* _Request_
Show each line of the data below that contains the word "every", treating uppercase and lowercase as different.

* _Data shown_

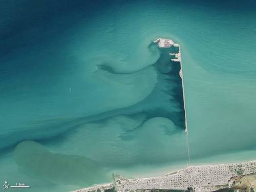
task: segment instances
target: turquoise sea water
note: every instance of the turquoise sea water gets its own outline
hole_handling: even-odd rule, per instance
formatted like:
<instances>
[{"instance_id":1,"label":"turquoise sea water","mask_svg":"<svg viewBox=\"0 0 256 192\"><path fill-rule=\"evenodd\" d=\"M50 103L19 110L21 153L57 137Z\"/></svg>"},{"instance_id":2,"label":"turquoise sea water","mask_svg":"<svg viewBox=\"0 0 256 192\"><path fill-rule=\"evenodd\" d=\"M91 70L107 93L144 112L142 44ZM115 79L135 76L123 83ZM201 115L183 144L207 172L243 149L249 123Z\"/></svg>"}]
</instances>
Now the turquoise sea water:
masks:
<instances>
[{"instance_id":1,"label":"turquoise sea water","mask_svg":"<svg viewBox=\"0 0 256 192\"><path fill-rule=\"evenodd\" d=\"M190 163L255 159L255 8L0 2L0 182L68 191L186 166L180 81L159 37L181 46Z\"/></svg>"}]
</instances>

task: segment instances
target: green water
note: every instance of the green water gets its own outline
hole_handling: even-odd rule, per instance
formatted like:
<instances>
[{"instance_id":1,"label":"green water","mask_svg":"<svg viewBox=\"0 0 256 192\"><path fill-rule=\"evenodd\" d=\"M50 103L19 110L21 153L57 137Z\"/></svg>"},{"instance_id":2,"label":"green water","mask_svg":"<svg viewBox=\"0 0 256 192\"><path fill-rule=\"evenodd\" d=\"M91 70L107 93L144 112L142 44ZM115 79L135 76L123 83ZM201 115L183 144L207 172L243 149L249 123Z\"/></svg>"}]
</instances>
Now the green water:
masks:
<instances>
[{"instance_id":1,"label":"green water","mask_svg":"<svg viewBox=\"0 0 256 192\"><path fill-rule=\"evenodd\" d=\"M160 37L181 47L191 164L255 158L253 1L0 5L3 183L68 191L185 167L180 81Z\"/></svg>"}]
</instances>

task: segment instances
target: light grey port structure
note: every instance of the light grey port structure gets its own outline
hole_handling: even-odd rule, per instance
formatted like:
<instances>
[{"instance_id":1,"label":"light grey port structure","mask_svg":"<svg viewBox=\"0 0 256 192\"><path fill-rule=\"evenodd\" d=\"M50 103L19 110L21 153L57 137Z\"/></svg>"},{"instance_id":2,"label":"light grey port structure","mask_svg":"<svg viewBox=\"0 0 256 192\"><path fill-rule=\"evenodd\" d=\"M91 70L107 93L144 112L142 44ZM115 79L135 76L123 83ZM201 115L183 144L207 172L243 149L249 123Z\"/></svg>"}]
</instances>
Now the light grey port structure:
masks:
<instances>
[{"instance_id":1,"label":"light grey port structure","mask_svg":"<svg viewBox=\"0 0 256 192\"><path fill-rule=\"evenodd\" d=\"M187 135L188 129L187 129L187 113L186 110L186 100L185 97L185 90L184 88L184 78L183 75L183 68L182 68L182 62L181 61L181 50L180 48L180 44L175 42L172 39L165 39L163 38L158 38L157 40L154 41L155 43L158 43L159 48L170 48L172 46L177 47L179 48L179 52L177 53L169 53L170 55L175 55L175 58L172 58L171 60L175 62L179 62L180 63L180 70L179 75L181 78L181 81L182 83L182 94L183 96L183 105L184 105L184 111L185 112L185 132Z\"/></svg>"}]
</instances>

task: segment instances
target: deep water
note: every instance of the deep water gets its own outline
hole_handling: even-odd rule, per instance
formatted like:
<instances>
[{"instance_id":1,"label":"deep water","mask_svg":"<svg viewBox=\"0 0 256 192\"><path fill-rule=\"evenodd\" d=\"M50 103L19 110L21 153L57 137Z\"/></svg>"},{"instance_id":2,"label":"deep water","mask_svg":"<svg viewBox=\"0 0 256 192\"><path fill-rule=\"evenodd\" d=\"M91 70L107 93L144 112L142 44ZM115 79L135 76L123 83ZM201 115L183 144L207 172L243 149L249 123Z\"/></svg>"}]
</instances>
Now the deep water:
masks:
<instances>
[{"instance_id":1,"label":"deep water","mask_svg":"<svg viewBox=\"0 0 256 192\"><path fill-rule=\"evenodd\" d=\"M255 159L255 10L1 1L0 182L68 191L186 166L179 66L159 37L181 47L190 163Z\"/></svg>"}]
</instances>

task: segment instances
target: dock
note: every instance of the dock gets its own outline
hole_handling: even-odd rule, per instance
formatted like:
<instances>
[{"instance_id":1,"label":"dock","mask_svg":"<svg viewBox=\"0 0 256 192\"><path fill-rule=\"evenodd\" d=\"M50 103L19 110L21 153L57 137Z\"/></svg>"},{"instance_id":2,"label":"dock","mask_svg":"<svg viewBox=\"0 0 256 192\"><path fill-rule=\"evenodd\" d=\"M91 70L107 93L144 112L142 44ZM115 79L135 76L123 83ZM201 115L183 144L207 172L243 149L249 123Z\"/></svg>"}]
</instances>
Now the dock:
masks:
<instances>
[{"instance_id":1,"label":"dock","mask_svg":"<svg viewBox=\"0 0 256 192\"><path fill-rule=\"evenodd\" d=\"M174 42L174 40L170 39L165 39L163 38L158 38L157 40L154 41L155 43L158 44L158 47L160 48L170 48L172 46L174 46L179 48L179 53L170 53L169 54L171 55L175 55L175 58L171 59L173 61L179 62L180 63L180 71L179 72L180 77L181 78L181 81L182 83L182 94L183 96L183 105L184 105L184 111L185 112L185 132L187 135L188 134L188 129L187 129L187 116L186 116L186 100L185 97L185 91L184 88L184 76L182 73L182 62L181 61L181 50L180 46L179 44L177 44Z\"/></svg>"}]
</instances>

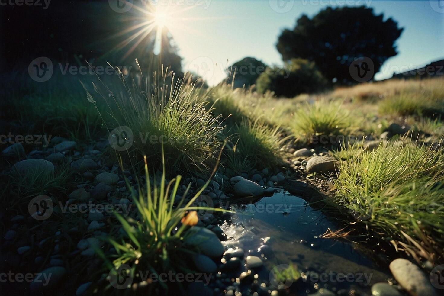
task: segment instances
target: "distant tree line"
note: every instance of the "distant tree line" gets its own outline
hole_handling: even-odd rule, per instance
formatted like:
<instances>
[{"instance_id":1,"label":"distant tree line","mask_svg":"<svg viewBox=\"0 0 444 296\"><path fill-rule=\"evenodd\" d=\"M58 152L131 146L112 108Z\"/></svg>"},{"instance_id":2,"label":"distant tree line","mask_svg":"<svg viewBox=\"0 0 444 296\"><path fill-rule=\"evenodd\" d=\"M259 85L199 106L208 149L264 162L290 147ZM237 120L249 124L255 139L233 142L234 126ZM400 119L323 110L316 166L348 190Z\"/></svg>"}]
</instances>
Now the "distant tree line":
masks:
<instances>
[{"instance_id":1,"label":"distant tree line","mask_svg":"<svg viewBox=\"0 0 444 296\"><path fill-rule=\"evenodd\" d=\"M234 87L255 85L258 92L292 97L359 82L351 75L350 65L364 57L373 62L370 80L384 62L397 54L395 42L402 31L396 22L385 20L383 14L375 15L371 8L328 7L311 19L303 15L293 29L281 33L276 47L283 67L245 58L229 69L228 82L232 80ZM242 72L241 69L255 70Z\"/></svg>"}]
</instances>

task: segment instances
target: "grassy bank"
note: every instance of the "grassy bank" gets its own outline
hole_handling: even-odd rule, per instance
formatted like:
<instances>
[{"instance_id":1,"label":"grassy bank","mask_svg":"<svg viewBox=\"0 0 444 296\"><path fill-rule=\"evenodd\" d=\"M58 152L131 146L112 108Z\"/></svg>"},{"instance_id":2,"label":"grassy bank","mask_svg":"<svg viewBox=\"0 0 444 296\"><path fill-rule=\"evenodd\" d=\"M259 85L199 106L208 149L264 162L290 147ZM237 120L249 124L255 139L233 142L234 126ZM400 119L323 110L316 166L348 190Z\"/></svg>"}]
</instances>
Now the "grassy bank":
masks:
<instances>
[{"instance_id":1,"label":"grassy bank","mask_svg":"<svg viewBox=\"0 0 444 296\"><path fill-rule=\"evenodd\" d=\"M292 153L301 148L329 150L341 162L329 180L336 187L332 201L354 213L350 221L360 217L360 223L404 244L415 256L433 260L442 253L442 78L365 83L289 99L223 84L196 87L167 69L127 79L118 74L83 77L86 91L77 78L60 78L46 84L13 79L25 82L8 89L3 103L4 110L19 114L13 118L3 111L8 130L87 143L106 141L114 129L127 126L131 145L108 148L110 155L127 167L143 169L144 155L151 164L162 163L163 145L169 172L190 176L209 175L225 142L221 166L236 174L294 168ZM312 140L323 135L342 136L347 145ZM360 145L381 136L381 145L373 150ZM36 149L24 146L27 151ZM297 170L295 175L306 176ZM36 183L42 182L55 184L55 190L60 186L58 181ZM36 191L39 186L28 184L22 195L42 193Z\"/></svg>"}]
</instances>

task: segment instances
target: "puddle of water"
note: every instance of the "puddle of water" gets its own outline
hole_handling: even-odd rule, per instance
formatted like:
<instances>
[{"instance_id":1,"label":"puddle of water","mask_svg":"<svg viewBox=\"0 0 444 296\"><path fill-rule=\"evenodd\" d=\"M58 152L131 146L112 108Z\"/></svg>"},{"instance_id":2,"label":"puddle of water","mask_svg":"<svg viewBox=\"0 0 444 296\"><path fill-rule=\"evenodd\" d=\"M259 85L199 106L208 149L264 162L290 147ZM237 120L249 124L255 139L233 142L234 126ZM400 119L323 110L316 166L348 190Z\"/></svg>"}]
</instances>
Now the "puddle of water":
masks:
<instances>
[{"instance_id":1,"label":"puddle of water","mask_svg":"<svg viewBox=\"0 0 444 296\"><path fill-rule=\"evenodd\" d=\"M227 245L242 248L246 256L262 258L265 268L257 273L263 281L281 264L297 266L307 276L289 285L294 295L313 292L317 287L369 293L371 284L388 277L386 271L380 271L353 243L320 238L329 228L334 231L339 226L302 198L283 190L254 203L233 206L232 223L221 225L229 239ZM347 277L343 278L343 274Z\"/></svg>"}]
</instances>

* _Written response_
note: every instance of the turquoise sea water gets its own outline
note: every instance of the green water gets its own outline
note: every instance of the light grey port structure gets its own outline
note: every instance of the deep water gets its own outline
note: every instance of the dock gets its own outline
note: every instance of the "distant tree line" gets its own outline
note: every instance of the "grassy bank" gets its own outline
note: every instance of the "puddle of water" gets its own outline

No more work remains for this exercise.